--- SUPPLIED DATA ---

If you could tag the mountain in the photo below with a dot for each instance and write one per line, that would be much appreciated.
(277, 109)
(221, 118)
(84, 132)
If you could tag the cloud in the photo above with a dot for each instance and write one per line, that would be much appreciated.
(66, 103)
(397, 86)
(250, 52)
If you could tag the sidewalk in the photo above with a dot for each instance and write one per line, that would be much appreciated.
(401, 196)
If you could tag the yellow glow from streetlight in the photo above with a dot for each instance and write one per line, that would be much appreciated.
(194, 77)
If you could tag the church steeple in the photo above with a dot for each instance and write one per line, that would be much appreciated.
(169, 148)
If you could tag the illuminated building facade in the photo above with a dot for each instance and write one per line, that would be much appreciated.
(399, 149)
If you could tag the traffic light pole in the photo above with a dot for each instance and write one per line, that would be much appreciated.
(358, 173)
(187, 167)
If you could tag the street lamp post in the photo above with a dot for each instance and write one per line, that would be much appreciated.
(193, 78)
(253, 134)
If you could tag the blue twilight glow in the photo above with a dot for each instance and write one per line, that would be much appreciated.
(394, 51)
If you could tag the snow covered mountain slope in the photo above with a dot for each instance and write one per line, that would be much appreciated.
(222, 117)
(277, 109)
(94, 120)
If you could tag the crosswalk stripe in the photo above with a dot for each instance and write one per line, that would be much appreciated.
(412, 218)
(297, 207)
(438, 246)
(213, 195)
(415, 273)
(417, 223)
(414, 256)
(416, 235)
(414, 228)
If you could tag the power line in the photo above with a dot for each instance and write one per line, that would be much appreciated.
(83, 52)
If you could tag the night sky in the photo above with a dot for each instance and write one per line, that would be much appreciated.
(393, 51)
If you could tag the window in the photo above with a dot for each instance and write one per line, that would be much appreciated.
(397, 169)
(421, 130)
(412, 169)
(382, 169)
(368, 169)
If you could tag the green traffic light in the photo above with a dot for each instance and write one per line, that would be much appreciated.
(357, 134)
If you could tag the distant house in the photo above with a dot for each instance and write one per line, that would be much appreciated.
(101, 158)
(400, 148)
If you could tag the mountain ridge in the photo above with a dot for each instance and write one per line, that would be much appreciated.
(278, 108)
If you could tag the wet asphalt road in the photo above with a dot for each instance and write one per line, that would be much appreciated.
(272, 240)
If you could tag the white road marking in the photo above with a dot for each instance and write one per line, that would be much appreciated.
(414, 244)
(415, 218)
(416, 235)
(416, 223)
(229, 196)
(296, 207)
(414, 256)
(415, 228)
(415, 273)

---

* PROBLEM DESCRIPTION
Each entry above is to be printed again exactly.

* RESPONSE TO THIS TASK
If you could tag the mountain in the photo below with a dot for each instance and write one per line, that would be much appreciated.
(277, 109)
(221, 118)
(84, 132)
If you could tag the cloud in the photo above with a dot for each instance and write one per line, that would be much appreciated.
(66, 103)
(397, 86)
(250, 52)
If you could tag the sidewalk in the photo above with a dot for each instance and write one per line, that would be much appreciated.
(401, 196)
If you could tag the yellow glow from streetlight in the photo above with a dot for each instance and write one per line, that would be much appreciated.
(194, 77)
If you could tag the church steeple in the photo above with a dot for each instance and write one per line, that would be much appreciated.
(169, 148)
If you could tag the illuminated building facade in the photo above with a dot for each instance and write one per line, that would be much appreciated.
(399, 149)
If you could tag the traffic light pole in the photo above with a dot for each instance and write one per line, that would be much appreciated.
(358, 173)
(187, 167)
If you could tag the street lamp post in the photo above with a dot for each instance and write one per line, that would be much appreciated.
(193, 78)
(253, 134)
If you could tag the blue twilight glow in the photo above with a dot for each instance and write one per line, that would be much appreciated.
(394, 51)
If you could tag the snow covered mountain slope in the photo above with a dot for each instance and write one per line, that would be much appreciated.
(222, 117)
(277, 109)
(94, 120)
If you could tag the crosswalk stripe in the photo above with a dot for each instance and write one per line, that would be much appreciated.
(412, 218)
(297, 207)
(438, 246)
(213, 195)
(415, 273)
(417, 223)
(414, 256)
(416, 235)
(414, 228)
If you could tag the power line in the photo above with a dot for each instance and write one per line, that would be much appreciated.
(83, 52)
If you could tag the night sky in the photo above with a dot for each instance and write one per line, that would be much appreciated.
(393, 51)
If you could tag the window in the photo above with a dot for each instance and write one per line, that would be much appreciated.
(397, 169)
(421, 130)
(412, 169)
(382, 169)
(368, 169)
If you could tag the green traffic light in the photo above with a dot for each instance and write one per line, that would be much appreciated.
(357, 134)
If you could tag the distant house in the photo above with a dot for each instance and write one per line, that would be much appreciated.
(101, 158)
(400, 148)
If you could tag the mountain ridge in the photo above with a dot for each instance and write one per line, that would be much appreciated.
(278, 108)
If you could tag the wet asphalt road in the photo above with a dot for each instance and write one per line, that would be much appreciated.
(272, 240)
If you could tag the white road marking in the photo above with a dot for each instance and write one per line, that would be much appreciated.
(414, 244)
(415, 218)
(416, 235)
(416, 223)
(229, 196)
(296, 207)
(414, 256)
(415, 228)
(415, 273)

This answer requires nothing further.